* RECORDS SUPPLIED
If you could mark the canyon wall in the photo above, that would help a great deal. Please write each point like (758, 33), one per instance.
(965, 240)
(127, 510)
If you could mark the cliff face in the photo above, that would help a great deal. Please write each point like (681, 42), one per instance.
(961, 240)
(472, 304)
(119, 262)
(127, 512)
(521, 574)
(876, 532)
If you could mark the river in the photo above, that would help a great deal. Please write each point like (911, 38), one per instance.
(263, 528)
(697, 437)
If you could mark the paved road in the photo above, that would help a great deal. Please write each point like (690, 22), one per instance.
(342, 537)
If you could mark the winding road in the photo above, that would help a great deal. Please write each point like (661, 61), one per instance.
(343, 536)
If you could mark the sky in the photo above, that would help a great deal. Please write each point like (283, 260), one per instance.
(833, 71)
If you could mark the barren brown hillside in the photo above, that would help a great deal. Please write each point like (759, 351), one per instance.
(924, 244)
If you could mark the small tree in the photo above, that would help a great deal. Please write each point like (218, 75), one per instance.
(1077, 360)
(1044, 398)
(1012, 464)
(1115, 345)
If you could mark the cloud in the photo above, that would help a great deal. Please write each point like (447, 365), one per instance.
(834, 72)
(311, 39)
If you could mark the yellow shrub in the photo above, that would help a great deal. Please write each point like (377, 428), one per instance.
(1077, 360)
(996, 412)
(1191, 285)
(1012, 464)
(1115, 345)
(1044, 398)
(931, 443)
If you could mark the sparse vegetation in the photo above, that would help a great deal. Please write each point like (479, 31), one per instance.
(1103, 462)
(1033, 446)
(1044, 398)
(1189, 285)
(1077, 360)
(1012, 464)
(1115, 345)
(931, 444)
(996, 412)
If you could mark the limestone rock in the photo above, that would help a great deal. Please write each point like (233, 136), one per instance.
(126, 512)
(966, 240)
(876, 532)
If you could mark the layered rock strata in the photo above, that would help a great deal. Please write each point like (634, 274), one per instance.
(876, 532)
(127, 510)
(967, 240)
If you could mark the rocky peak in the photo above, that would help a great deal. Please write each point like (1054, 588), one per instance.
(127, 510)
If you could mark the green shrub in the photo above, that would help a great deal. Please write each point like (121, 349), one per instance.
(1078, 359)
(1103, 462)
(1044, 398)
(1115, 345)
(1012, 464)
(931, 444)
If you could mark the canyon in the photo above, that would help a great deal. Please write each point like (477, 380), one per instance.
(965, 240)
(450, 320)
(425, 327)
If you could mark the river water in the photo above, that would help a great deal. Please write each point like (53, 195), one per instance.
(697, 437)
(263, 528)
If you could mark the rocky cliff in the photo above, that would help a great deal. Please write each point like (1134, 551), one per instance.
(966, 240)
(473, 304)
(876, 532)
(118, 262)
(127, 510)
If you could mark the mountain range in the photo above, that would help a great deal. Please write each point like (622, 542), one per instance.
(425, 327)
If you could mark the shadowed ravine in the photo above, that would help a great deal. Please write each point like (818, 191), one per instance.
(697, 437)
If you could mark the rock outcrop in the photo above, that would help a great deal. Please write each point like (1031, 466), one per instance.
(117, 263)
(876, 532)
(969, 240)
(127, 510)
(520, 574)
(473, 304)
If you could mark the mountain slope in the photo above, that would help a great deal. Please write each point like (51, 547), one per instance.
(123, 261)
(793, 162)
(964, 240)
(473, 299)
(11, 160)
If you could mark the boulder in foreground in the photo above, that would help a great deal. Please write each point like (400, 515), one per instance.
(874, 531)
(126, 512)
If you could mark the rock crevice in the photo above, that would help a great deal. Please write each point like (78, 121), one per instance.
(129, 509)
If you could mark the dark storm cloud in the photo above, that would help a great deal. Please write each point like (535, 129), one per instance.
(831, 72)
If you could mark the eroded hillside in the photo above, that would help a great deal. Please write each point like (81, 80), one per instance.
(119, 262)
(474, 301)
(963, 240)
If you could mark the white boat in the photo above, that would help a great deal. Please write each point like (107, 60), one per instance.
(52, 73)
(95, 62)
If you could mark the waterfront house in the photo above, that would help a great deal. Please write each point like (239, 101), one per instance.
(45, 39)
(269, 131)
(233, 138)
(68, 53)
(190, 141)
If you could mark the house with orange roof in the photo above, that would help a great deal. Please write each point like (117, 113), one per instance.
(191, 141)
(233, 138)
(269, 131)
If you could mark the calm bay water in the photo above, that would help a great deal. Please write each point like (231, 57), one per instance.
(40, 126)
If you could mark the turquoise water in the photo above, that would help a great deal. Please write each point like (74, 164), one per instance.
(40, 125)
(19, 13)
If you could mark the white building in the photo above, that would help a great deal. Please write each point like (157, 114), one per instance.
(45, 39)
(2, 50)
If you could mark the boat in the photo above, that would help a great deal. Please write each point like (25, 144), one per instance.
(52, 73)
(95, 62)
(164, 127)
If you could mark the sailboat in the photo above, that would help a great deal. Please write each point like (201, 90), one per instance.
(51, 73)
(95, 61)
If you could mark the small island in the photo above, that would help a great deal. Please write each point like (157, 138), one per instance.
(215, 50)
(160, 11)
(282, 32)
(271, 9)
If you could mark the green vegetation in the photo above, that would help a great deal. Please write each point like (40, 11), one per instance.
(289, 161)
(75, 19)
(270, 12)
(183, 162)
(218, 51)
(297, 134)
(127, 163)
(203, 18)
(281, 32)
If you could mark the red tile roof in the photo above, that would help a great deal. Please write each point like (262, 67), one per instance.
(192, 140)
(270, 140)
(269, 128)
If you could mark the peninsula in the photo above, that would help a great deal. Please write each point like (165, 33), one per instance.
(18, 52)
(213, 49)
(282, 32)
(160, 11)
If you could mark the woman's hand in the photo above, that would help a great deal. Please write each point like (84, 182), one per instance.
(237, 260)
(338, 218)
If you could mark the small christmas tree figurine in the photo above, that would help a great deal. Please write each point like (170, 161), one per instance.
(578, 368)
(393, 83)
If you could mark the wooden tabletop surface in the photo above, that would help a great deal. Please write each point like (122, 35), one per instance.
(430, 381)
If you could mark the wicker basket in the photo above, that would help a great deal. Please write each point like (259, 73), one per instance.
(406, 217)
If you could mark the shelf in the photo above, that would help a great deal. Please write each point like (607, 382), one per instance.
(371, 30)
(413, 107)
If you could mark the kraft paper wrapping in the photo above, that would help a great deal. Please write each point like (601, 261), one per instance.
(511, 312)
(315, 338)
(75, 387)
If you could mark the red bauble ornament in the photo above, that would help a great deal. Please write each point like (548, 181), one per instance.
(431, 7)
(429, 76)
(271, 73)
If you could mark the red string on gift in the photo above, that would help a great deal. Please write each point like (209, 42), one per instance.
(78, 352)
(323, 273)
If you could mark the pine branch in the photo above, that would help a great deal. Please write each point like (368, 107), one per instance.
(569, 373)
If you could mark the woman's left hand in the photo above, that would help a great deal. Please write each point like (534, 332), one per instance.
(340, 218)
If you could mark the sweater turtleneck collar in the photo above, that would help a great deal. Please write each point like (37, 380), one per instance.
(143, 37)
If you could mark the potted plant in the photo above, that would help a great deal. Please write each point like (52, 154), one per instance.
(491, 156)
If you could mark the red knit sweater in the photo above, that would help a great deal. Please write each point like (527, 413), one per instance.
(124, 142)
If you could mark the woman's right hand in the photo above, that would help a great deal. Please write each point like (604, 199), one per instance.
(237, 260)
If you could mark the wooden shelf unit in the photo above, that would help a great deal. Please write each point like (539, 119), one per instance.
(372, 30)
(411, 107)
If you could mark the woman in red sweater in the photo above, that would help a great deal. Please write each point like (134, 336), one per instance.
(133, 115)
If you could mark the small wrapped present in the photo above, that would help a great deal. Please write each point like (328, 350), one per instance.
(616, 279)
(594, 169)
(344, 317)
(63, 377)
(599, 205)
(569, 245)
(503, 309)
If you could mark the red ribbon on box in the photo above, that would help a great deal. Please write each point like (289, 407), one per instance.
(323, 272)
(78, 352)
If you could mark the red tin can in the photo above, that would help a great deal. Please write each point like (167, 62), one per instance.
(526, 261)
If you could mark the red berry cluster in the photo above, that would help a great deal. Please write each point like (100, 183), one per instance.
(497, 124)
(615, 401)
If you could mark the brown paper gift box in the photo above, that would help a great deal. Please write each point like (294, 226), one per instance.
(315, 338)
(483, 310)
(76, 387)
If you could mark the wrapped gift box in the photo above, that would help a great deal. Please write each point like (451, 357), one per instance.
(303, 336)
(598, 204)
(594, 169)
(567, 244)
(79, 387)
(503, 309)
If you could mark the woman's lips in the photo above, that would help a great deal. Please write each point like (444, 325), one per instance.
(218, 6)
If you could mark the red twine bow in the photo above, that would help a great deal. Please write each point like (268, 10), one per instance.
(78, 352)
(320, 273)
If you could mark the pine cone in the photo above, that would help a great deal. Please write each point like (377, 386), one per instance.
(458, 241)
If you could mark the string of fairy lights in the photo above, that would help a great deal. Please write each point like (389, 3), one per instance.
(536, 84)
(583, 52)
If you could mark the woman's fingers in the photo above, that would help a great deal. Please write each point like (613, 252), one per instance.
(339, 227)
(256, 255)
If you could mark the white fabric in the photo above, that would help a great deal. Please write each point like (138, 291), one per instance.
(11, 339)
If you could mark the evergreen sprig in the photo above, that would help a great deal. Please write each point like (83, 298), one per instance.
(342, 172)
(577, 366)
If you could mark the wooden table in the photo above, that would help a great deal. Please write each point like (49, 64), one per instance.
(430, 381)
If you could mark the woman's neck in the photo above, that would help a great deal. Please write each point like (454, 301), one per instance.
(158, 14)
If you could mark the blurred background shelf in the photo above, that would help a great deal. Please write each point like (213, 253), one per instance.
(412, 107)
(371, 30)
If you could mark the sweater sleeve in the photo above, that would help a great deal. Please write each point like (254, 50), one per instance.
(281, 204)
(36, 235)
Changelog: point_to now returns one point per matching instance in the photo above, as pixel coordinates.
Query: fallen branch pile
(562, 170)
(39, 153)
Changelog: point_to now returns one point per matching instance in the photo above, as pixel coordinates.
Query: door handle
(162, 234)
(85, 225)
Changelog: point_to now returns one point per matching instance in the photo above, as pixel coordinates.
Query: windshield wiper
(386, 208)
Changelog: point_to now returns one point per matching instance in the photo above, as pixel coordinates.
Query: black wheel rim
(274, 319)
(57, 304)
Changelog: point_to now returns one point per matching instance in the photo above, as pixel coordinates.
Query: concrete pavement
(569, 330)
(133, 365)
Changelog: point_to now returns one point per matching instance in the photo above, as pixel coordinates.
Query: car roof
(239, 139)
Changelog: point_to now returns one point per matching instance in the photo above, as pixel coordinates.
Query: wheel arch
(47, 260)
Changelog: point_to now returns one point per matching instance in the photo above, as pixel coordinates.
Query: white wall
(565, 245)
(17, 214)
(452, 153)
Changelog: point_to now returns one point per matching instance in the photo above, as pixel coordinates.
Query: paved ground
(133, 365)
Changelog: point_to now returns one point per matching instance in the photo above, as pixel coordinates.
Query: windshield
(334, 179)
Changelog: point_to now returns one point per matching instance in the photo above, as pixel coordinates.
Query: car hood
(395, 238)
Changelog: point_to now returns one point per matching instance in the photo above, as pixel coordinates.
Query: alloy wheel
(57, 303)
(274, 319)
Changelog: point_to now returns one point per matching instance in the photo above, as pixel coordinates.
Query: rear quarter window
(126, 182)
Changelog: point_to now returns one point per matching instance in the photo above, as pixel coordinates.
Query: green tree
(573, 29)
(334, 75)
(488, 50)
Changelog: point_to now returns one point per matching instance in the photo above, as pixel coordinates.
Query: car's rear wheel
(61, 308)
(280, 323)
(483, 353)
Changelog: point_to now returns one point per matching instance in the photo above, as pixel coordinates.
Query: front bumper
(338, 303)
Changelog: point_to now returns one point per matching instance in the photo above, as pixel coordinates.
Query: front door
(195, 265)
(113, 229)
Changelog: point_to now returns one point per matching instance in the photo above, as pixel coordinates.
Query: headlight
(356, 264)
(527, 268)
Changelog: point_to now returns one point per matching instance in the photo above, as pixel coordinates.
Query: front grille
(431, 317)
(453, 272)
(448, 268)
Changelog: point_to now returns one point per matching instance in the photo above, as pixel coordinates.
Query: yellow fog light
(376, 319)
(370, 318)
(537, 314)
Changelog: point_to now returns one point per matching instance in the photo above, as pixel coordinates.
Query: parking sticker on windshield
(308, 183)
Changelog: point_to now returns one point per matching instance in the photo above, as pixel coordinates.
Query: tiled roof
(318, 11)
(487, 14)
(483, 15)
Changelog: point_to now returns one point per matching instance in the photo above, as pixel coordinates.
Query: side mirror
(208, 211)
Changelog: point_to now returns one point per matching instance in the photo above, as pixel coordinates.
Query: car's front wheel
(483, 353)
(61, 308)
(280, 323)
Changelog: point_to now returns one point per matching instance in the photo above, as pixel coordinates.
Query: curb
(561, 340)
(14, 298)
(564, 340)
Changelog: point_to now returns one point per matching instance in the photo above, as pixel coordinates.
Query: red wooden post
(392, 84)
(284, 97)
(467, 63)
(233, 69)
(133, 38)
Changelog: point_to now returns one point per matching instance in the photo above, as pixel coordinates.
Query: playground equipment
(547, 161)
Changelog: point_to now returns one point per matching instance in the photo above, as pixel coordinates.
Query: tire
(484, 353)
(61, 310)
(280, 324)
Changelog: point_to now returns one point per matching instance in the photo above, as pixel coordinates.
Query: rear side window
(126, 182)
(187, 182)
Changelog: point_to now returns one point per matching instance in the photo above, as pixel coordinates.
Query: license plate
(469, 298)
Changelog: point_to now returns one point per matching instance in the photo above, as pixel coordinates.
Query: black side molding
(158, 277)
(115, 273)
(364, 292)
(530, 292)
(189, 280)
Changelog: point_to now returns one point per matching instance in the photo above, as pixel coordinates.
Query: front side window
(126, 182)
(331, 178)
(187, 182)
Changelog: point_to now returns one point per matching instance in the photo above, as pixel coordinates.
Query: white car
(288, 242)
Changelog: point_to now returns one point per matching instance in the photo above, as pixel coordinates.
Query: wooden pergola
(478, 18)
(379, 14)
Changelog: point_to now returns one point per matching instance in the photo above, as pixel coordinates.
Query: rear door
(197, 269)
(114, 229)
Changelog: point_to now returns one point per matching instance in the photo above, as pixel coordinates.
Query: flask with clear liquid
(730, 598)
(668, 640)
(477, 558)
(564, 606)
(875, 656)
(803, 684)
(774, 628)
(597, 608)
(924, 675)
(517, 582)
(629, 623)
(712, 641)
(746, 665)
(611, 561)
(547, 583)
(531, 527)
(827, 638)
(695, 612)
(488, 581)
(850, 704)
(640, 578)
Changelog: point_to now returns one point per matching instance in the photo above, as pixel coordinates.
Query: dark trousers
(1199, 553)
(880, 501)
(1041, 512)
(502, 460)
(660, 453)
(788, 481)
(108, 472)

* REQUIREMENTS
Pick out every line of the records that contains the string "brown", and copy each of those lines in full. Case counts.

* THE SOLUTION
If you could mark the barren brown hillside in the photo above, that would help a great deal. Please write each point like (759, 351), one per instance.
If you could mark the brown paper gift box in the photo above, that would help a great deal. Please write each point like (294, 226), one per instance.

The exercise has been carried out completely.